**Text shown:**
==================================================

Most casual fans know of New Hampshire Motor Speedway in Loudon, which holds one race a year in the Cup and Xfinity Series. But while Grala spent a lot of his racing childhood all over the East Coast, he noted a few tracks that race fans should visit. New London-Waterford Speedbowl is a track struggling to stay afloat in Waterford, Connecticut, but Grala called it a “pretty fast little 3/8 mile” track and recommended it to any New Englander looking for a good short track.

There’s also X1 (formerly F1) Boston – a go-kart facility that started it all for Grala. He began racing go-karts there at age four, and it was there that Grala caught the bug.

“When I was really little and got into a go-kart, it was very quick that I fell in love with it and decided that’s something I wanted to do more of,” he said. “I played baseball, played soccer, tennis, swimming, you name it, but I always raced too. And slowly over time I started to drop other sports and spend more of my time racing because that’s just what I enjoyed doing.”

Grala drove all sorts of cars in his youth, from go-karts, to Bandoleros, to Super Late Models. He raced Late Models for Kyle Busch Motorsports, where Grala got to qualify with Busch while he was rehabbing after his crash in 2015. Meanwhile, he was balancing school at Worcester Academy in Massachusetts. Grala did finish on the Headmaster’s List with straight A’s his senior year, but it wasn’t easy.

==================================================

**Entries:**
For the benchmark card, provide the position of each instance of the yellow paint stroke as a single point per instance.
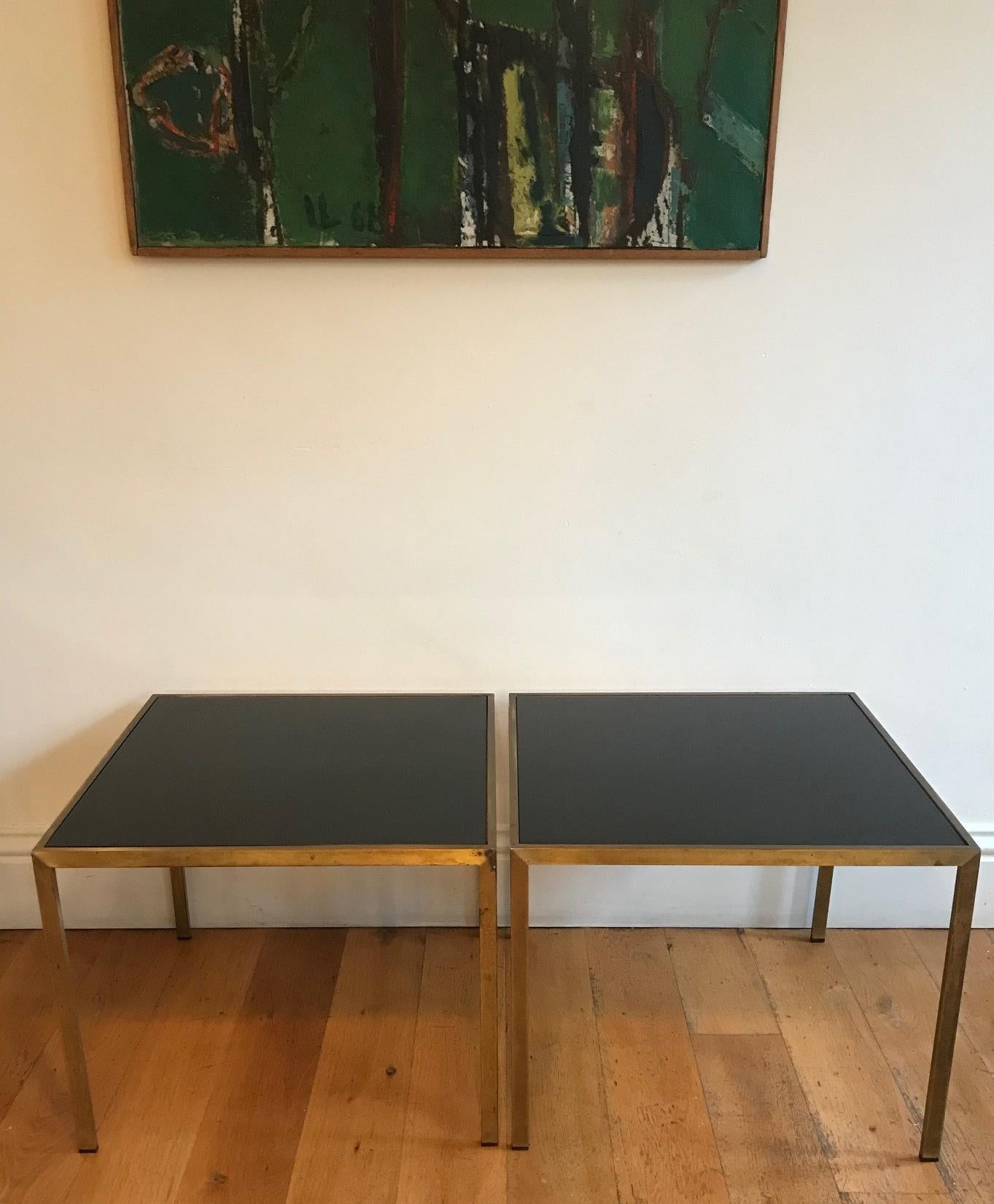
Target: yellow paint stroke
(521, 164)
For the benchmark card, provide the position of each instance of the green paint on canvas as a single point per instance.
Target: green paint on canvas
(323, 135)
(335, 118)
(430, 206)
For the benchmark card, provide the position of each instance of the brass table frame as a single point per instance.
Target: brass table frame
(966, 858)
(47, 860)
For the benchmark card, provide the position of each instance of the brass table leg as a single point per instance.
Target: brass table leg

==================================================

**Exercise tasks:**
a - According to the text about Grala's racing background, at what age did he start racing go-karts at X1 Boston?
b - Continue the text about Grala's racing background from where it stops.
The data has no connection to the text about Grala's racing background.

**Results for the exercise:**
a - He started at age four.

b -
“I think I calculated my senior year that I missed 51 percent of my classes,” he said, “so I had to basically kind of self-teach myself a lot of the topics that I would miss my lessons for in class, so it definitely took up a lot of my time.”

But Grala did not know how his racing career would soon take a leap. In 2017, when Grala earned his first career start for GMS Racing, he burst onto the national scene with a stunning season-opening win at Daytona International Speedway.

Of course, the win was amazing. But Grala said that “I don’t even think I was mentally prepared for it.” Here was an 18-year-old making his first full-time start in a major series and first start on a big oval, let alone Daytona, starting on the pole for a GMS team that consistently qualified well. He was a “nervous wreck” entering the race.

“Not only did I survive the race, which is all I was nervous about in the first place, but I was in Victory Lane,” Grala said. “That was honestly hard for me to wrap my mind around. But looking back on it, that was so special.”

But one of Grala’s most special race weekends came in summer 2018. After his full-time ride for JGL Racing suddenly shut down due to scary health concerns for owner James Whitener, Grala had no Xfinity seat. But FURY Race Cars, a chassis manufacturer and race team led by father Darius Grala and Tony Eury Jr., stepped up at the chance to race. Grala and FURY started well, earning a top-ten finish at Charlotte. But next was Daytona.

As Grala told it, the search for a restrictor plate body took plenty of flat-out “no, not a chance” responses from teams. But Joe Custer, president of Stewart-Haas Racing, offered a car. The caveat: it was a ten-year-old show car that had never been used on the racetrack and held four different Stewart-Haas wraps on it.

Grala started in 38th place, had a flat tire with eight laps to go, and came home in fifth place.

“That was a really special weekend for us to get a top five, and especially at Daytona of all places, it’s such a historic place,” he said. “That’s one of my most fun memories in racing thus far.”

These two plate performances might seem “lucky.” But Grala argues that luck is not nearly the charm most people make it out to be.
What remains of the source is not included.